● **Task**:
Below are records to be repeated in full. Give them exactly.

□ □ □ □ □ □ □

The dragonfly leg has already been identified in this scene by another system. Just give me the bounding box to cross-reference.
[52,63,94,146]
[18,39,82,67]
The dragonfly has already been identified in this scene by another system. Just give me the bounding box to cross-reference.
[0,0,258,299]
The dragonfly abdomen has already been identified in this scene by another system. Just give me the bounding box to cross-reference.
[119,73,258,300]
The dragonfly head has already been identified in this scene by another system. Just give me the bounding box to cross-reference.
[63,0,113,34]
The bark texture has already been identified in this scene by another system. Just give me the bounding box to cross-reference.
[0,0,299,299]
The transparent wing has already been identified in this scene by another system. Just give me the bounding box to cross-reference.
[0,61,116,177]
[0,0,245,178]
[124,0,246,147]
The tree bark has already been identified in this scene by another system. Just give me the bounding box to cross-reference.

□ □ □ □ □ □ □

● **Answer for this exercise**:
The dragonfly leg has already been identified in this scene by another system. Just give me the bounding box to cross-reference.
[52,63,94,146]
[18,39,82,67]
The dragonfly has already been identified in this scene by another system. Just give me the bounding box to cross-reference.
[0,0,258,299]
The dragonfly abdomen has already been identified in this scene by another system. Just give me the bounding box to cross-reference.
[119,73,258,300]
The dragonfly head has already been identified in this scene by another system. Just give me the bounding box to cross-reference.
[63,0,113,34]
The bark texture has already been identified in this scene by another system. Just give me the bounding box to cross-reference.
[0,0,299,299]
The transparent wing has already been identified in this scene by another system. Just give me the bounding box to cross-reference.
[0,61,116,177]
[0,0,245,178]
[124,0,246,147]
The tree bark has already been identified in this scene by another system. Just give me the bounding box to cross-reference.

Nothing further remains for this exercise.